Carry on the comment thread about troubleshooting electronic circuits by writing what comes after its last comment.

** start of Extracted text **

In university we once had to implement a simple circuit that blinks an LED containing 2 chips. When we had everything wired up it simply didn't work at all. So we triple checked everything and in the end it turned out that we had a faulty chip. One of them was a quad NAND gate. We only needed on of those gates and exactly the one we used didn't work ^^
I would like to generalize Dave's advice. His case only covers that dual-purpose feature. My opinion is that every engineer who is using a microcontroller peripheral or any external chip, has to verify EVERY single associated configuration bit for the right value and read that piece of the documentation very carefully to operate that hardware correctly for the mode you're using it in.
Its also good to have a way to read back configuration data to make sure the commands did "stick", or even just dumping the value of the "ACK" bit somewhere in memory that you can read with a debugger. It can be a bit of a pain when a device has a write-only configuration port.
Hi Dave! Since I've found your blog about a month ago, I've been working through your videos "All willy nilly" when I saw this one. Your project curse came true for me as well. It was a simple op amp oscillator for a project and I could get the darn thing to work. Through troubleshooting and a MASSIVE oversight, I got it to work (single power supply trap). The amount I learned through the process was astounding. Thanks for the vids!

** end of Extracted text **
** start of Data lines **

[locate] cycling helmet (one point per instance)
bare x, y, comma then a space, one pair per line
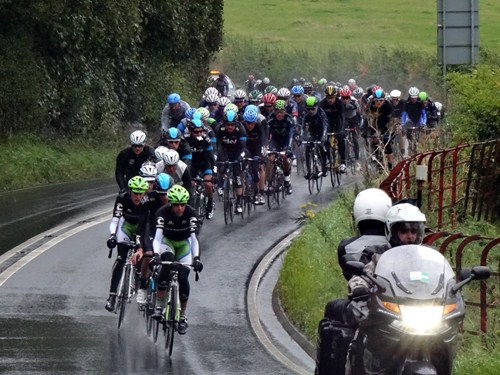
171, 157
190, 112
331, 90
345, 92
371, 204
283, 93
160, 151
404, 215
138, 137
297, 90
205, 113
358, 92
148, 171
280, 104
162, 183
173, 133
269, 98
239, 95
223, 101
251, 114
212, 98
308, 87
230, 107
138, 184
379, 94
178, 194
311, 101
230, 116
395, 94
173, 98
211, 91
255, 96
413, 92
270, 89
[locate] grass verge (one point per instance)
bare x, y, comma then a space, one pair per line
310, 277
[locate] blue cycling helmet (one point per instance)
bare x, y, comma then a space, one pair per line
173, 133
250, 115
190, 112
230, 116
296, 90
379, 94
174, 98
162, 183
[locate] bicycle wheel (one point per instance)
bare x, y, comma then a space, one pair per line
123, 294
170, 320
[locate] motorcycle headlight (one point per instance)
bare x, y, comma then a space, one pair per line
420, 320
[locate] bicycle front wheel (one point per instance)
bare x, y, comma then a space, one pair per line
170, 320
123, 294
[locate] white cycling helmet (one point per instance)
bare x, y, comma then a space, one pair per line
138, 137
171, 157
404, 216
371, 204
148, 171
413, 92
160, 151
395, 94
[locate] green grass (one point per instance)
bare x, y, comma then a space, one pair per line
317, 25
29, 160
304, 294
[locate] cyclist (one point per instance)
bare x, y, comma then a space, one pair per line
352, 115
240, 101
267, 106
175, 240
173, 139
281, 130
203, 159
413, 115
380, 112
173, 112
130, 159
335, 114
256, 140
231, 143
156, 198
175, 168
126, 229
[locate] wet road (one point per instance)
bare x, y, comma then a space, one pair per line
52, 316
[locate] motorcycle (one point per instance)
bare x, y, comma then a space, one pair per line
412, 316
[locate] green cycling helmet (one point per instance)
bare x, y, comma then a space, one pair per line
422, 95
280, 104
178, 194
311, 101
138, 184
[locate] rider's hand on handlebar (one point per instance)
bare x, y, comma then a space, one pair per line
111, 242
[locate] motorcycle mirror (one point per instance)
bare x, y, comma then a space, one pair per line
355, 268
480, 273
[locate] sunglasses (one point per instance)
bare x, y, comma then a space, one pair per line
407, 230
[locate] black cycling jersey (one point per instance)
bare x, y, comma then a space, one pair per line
128, 164
176, 228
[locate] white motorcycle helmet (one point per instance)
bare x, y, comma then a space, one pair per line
404, 217
371, 204
138, 137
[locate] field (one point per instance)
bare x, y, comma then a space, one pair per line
358, 24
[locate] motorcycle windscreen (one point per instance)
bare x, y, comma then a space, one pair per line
415, 271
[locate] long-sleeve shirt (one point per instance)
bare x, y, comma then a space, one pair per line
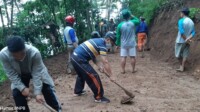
32, 64
185, 27
142, 28
126, 33
70, 36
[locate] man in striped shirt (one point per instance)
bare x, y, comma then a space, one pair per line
85, 52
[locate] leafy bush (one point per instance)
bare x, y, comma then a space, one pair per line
2, 74
146, 8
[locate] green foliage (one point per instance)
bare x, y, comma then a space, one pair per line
194, 12
40, 19
2, 74
145, 8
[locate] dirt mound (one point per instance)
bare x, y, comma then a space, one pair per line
164, 31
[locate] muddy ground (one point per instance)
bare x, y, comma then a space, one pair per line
157, 86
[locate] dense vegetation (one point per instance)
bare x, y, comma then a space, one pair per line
41, 22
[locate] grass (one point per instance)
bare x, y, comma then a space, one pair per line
2, 75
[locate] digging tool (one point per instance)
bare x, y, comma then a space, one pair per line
142, 52
48, 107
125, 100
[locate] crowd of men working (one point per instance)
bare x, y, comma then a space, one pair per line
23, 62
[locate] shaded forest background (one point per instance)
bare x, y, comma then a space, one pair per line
41, 22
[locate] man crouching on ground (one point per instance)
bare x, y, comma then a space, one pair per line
21, 63
85, 52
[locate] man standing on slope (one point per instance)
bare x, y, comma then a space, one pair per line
126, 38
90, 50
71, 40
22, 63
142, 32
186, 32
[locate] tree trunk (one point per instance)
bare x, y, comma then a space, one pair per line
5, 5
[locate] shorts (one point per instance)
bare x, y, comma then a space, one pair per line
141, 40
128, 52
182, 50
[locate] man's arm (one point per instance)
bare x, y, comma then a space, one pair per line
106, 65
191, 36
12, 74
38, 70
73, 37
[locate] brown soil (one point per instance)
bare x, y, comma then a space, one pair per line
157, 86
163, 35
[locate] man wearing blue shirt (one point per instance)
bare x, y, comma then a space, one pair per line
71, 40
186, 32
90, 50
142, 32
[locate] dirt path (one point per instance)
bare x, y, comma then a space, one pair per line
157, 86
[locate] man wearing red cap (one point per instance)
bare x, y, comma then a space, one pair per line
71, 40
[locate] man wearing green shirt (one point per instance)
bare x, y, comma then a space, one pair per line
126, 38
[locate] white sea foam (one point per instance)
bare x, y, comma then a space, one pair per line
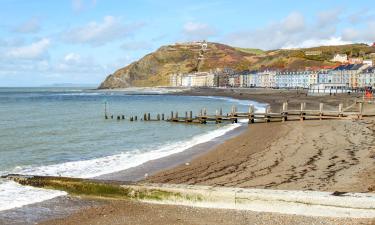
259, 107
13, 195
118, 162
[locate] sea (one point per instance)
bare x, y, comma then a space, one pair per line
63, 132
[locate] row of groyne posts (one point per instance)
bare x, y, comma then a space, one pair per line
285, 114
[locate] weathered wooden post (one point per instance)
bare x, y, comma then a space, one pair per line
251, 114
105, 110
285, 112
302, 114
340, 110
321, 111
266, 116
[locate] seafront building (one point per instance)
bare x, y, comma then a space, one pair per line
343, 77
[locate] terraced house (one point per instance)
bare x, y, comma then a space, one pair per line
367, 77
294, 79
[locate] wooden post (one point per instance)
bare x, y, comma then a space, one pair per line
340, 110
302, 114
266, 116
284, 112
251, 114
321, 111
105, 110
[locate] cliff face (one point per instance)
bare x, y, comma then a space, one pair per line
154, 69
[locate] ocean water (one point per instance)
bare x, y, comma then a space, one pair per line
62, 132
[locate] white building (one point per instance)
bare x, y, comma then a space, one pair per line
342, 58
293, 79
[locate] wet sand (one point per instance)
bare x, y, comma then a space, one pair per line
310, 155
132, 213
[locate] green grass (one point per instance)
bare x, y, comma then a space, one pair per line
254, 51
91, 188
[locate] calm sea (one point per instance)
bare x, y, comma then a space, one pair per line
62, 131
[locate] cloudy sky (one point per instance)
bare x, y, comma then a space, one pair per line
82, 41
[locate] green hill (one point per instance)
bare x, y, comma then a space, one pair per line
154, 69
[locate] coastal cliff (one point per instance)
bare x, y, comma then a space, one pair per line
154, 69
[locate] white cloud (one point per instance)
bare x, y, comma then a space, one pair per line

** end of Data lines **

* **Response**
The most insidious new design issue I ever encountered was the same transistor failing twice after initially working, however, the third transistor worked and never failed in the prototype board on thru the 30th board. Patience is useless in this field as it is like so much dry tinder and is quickly consumed. The nuclear fuel of commitment is what you need whether it is a hobby or your job to get you thru the debug phase of issues you can't imagine and that no one has ever encountered before.
And that's just with voice. Experienced mastering engineers who know exactly what needs to be done when they hear a recording might process an entire album of 15 songs in 30 minutes if it's not extremely bad.
Yup and it's super easy. I tapped the audio real fast and applied a notch at 50hz and all odd harmonics. Completely gone, literally 5 seconds of processing. Maybe an extra 30 to transport back to editing software. Sync not an issue. Add 110hz HP, cut 2k+ by 5dB, 8dB noise removal (different to notch filters) algorithm, then +17dB soft-knee compression + soft limiting and BOOM, very clean, full-scale audio in about 90 seconds.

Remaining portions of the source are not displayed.